_What is being asked_: Update the part of the records that opens with the line containing "fork handle in this photo." and runs through the end of the records by replacing "ornate" with "decorative", leaving all else unchanged. Return only those lines.

_Data excerpts_:
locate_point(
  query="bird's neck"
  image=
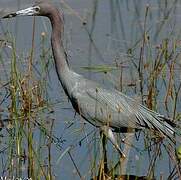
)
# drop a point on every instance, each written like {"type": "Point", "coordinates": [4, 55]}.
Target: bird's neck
{"type": "Point", "coordinates": [57, 44]}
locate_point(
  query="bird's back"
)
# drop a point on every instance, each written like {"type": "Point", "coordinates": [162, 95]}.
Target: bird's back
{"type": "Point", "coordinates": [101, 106]}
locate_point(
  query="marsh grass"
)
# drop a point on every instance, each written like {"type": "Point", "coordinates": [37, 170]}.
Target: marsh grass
{"type": "Point", "coordinates": [153, 64]}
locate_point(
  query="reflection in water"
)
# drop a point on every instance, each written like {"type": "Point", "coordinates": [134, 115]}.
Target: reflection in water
{"type": "Point", "coordinates": [41, 136]}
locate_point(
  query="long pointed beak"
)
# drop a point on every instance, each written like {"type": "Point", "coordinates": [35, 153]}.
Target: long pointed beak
{"type": "Point", "coordinates": [25, 12]}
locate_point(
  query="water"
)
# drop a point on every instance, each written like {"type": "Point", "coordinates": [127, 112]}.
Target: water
{"type": "Point", "coordinates": [111, 30]}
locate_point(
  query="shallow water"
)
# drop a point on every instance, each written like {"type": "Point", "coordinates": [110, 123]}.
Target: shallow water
{"type": "Point", "coordinates": [111, 29]}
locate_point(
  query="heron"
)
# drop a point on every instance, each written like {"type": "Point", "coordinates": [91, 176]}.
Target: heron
{"type": "Point", "coordinates": [107, 109]}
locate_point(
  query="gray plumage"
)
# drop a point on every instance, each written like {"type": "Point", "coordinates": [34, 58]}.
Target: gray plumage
{"type": "Point", "coordinates": [107, 109]}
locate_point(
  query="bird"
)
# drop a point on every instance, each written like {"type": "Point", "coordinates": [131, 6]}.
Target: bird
{"type": "Point", "coordinates": [107, 109]}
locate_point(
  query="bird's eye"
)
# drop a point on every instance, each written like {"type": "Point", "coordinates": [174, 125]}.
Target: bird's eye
{"type": "Point", "coordinates": [37, 9]}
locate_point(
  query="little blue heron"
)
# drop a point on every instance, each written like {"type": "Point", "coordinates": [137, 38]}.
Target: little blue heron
{"type": "Point", "coordinates": [106, 109]}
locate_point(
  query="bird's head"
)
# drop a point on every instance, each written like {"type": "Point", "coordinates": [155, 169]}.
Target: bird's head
{"type": "Point", "coordinates": [39, 9]}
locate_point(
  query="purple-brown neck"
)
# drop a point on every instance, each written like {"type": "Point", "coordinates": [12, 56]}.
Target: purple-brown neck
{"type": "Point", "coordinates": [57, 42]}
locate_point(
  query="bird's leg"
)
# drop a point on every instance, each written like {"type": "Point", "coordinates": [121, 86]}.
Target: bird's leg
{"type": "Point", "coordinates": [104, 139]}
{"type": "Point", "coordinates": [109, 134]}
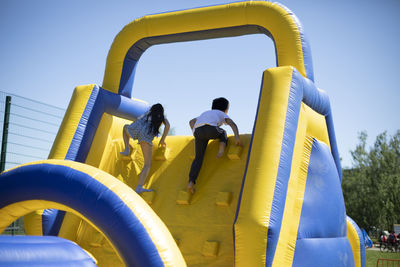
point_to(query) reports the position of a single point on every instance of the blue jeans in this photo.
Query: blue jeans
(201, 137)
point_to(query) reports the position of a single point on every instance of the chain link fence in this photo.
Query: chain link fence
(28, 129)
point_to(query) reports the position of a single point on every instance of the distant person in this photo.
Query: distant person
(144, 129)
(206, 127)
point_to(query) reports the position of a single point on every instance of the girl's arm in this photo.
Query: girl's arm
(235, 131)
(192, 122)
(166, 130)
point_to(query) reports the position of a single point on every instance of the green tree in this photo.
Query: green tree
(371, 187)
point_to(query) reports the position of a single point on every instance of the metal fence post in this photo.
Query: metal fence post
(5, 134)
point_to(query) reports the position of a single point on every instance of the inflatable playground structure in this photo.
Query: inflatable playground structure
(276, 201)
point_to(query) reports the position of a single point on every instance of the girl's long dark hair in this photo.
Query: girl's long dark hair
(156, 117)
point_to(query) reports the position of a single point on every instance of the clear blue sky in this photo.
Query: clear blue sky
(48, 47)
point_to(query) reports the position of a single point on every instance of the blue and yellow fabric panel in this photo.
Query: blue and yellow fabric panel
(21, 251)
(279, 204)
(112, 207)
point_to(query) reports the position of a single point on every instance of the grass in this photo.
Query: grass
(372, 257)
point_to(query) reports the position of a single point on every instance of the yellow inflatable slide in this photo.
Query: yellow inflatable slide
(276, 201)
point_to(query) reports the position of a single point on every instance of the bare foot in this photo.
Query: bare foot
(190, 188)
(127, 152)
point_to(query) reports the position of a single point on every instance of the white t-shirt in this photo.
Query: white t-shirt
(212, 117)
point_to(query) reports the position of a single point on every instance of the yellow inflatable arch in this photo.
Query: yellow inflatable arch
(275, 202)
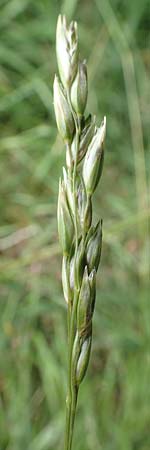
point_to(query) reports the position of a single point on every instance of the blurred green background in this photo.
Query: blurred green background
(114, 402)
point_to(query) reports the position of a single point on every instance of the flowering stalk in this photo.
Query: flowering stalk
(80, 241)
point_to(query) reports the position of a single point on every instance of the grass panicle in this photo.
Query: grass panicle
(80, 241)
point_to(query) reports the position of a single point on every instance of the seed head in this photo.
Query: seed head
(67, 50)
(65, 224)
(94, 247)
(93, 163)
(84, 305)
(64, 118)
(86, 137)
(83, 359)
(79, 89)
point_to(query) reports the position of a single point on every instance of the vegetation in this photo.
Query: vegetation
(113, 411)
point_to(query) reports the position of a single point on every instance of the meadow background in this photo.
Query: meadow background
(114, 402)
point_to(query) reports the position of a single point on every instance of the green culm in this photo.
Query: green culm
(80, 241)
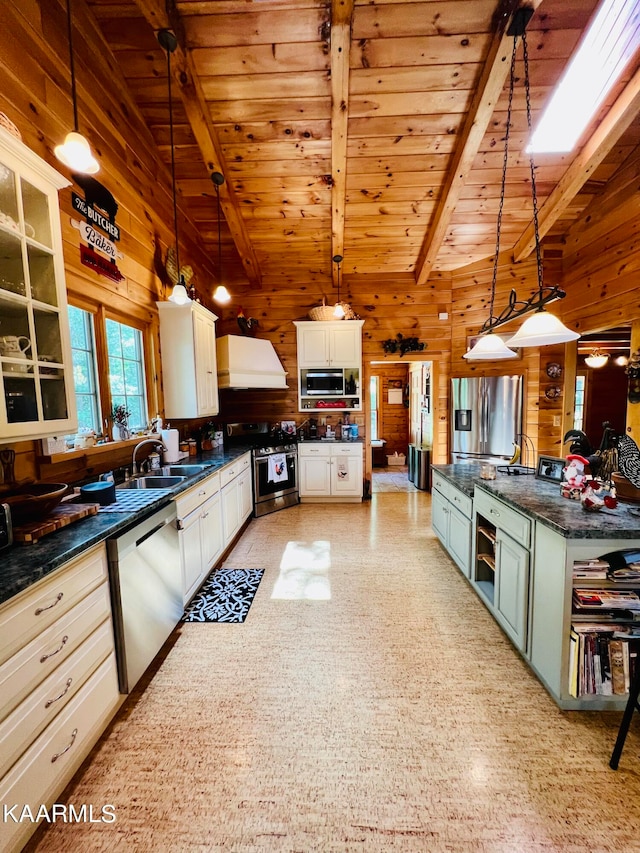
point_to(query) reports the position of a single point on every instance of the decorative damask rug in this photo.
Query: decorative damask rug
(226, 596)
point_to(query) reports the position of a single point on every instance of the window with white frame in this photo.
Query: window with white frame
(126, 371)
(95, 341)
(83, 350)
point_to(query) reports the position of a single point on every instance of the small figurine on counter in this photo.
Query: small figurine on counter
(574, 471)
(596, 496)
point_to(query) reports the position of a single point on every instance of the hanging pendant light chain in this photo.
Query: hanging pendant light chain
(504, 182)
(72, 68)
(219, 238)
(532, 166)
(173, 166)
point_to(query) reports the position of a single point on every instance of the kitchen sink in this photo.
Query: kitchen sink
(183, 470)
(152, 482)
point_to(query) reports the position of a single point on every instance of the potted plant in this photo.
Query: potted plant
(120, 418)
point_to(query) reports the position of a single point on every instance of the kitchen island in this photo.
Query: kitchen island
(516, 540)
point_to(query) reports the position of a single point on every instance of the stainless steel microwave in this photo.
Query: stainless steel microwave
(325, 383)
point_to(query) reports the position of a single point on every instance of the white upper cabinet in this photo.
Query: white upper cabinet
(329, 344)
(37, 397)
(188, 348)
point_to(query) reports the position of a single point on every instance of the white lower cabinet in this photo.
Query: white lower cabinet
(209, 516)
(330, 472)
(237, 497)
(200, 532)
(59, 685)
(512, 588)
(451, 521)
(500, 569)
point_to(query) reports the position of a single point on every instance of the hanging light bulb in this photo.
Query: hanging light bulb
(596, 359)
(179, 294)
(542, 328)
(221, 295)
(75, 152)
(338, 311)
(489, 348)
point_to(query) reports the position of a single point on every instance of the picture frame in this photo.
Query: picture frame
(550, 468)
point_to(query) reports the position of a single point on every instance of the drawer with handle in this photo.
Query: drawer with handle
(231, 471)
(313, 450)
(461, 501)
(34, 713)
(201, 492)
(33, 663)
(502, 516)
(47, 766)
(27, 614)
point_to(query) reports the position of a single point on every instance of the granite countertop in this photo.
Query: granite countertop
(541, 500)
(23, 565)
(358, 440)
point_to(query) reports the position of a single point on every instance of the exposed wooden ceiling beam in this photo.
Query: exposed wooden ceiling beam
(341, 16)
(194, 102)
(603, 139)
(487, 93)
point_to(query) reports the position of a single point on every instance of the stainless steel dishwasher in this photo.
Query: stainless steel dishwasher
(146, 591)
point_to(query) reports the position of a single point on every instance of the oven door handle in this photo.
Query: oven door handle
(290, 455)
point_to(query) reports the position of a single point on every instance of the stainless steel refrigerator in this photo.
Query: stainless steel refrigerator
(486, 417)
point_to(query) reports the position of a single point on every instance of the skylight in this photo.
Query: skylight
(607, 47)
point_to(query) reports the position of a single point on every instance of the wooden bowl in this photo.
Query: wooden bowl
(625, 491)
(32, 501)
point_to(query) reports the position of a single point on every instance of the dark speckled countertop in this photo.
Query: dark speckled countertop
(541, 500)
(23, 565)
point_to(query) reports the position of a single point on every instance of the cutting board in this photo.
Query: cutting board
(61, 516)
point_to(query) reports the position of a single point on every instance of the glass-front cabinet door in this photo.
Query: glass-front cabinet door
(35, 356)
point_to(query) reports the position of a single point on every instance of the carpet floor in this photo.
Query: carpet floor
(370, 703)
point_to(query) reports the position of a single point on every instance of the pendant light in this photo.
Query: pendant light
(491, 347)
(338, 311)
(75, 152)
(596, 358)
(221, 295)
(179, 295)
(542, 328)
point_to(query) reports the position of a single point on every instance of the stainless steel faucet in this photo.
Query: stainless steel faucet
(154, 441)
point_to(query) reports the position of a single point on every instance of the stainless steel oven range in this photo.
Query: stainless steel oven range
(275, 466)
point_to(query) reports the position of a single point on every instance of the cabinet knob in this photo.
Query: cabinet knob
(42, 609)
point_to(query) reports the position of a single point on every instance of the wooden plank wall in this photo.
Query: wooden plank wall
(389, 304)
(35, 95)
(599, 271)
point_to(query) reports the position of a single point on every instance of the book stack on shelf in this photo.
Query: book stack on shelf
(605, 630)
(603, 659)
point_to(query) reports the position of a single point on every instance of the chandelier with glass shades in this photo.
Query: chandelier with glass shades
(541, 328)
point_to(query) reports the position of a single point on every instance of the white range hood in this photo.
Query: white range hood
(248, 363)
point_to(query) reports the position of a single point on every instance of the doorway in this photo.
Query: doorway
(400, 414)
(601, 381)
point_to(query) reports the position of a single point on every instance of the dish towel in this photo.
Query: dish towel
(277, 468)
(343, 468)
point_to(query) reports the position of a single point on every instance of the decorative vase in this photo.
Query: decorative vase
(121, 432)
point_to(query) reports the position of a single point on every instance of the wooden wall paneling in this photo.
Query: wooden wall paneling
(633, 409)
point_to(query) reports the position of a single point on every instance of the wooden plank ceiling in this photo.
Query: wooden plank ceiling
(373, 129)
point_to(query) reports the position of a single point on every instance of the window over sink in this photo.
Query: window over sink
(100, 340)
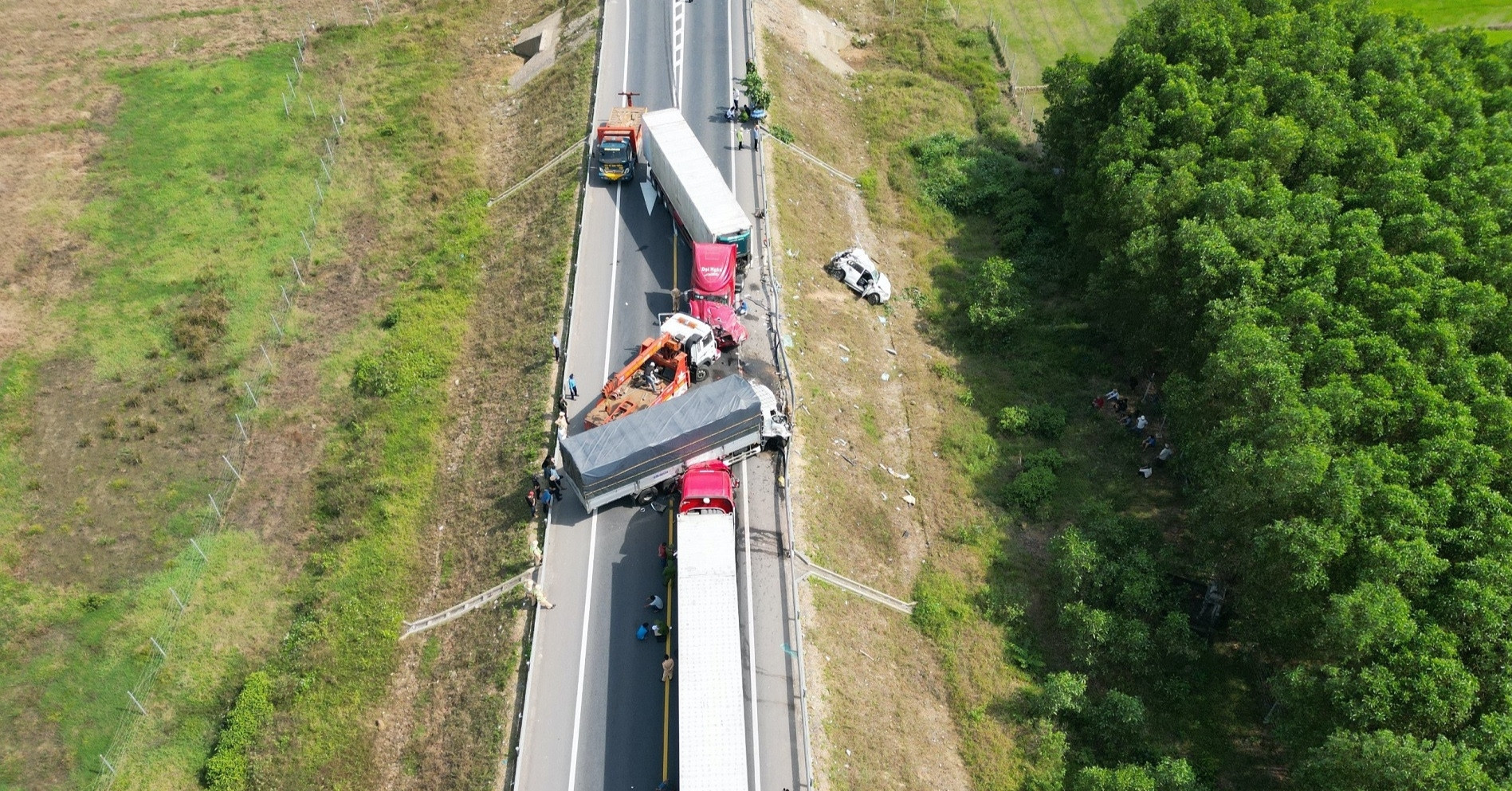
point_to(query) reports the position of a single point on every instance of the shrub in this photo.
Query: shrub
(997, 301)
(1047, 421)
(1063, 691)
(227, 770)
(1013, 421)
(1031, 489)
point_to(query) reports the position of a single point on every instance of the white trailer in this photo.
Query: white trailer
(711, 696)
(701, 202)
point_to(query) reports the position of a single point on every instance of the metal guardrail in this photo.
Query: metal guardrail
(542, 170)
(458, 610)
(814, 161)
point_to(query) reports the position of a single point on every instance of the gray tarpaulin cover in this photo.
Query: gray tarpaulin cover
(662, 436)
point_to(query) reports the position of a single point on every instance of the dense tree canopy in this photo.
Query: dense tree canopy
(1304, 210)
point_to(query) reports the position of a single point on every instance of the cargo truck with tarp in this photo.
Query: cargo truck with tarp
(701, 202)
(642, 456)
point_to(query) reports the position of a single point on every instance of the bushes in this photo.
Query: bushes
(1033, 489)
(227, 767)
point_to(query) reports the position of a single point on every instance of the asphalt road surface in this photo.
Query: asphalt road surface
(595, 701)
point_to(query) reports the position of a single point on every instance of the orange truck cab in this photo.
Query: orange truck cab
(713, 298)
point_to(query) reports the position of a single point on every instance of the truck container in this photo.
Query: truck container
(713, 298)
(701, 202)
(640, 456)
(711, 691)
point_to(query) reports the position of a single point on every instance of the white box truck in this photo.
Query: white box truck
(701, 202)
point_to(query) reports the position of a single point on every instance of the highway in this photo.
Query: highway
(595, 701)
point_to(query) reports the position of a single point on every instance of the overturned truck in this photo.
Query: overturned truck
(642, 454)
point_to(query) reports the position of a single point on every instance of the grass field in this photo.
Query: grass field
(111, 432)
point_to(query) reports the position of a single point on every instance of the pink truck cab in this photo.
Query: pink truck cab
(708, 486)
(713, 298)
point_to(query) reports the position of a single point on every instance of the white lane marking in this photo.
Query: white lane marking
(583, 654)
(679, 29)
(750, 621)
(729, 73)
(593, 522)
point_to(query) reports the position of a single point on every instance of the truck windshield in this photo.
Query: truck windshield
(709, 297)
(615, 153)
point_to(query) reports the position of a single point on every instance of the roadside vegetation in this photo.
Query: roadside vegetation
(112, 427)
(1289, 265)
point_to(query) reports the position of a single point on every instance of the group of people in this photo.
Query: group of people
(1136, 422)
(546, 489)
(657, 629)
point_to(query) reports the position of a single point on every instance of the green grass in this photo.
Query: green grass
(375, 493)
(206, 185)
(1452, 13)
(1035, 33)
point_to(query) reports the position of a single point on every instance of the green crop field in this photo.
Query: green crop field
(1035, 33)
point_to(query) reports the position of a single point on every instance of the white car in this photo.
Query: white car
(854, 268)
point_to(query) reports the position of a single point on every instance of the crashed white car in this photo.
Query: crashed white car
(854, 268)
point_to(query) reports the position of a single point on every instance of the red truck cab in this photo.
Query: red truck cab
(713, 298)
(708, 486)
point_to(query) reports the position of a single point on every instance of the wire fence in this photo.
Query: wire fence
(298, 104)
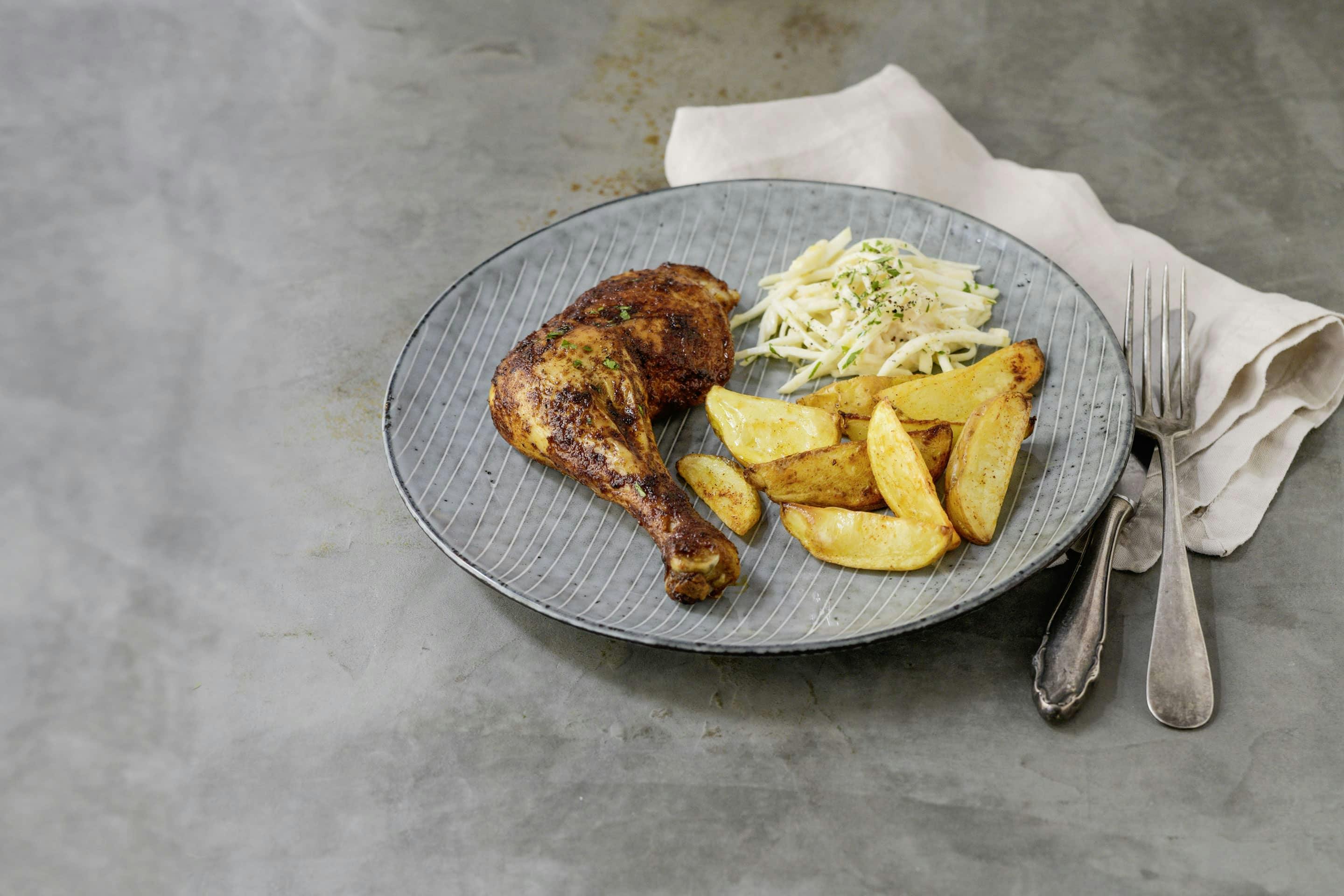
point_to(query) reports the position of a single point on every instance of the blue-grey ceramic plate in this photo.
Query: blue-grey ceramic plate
(550, 543)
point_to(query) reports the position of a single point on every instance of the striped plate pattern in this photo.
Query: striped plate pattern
(550, 543)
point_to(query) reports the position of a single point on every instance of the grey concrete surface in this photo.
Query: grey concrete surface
(230, 661)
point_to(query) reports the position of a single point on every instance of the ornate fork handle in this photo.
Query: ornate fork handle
(1181, 683)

_Output for this task_:
point_to(query) reports the position of a single point on every instance of the decorative fork handle in this photo.
Query: decorative fork handle
(1181, 683)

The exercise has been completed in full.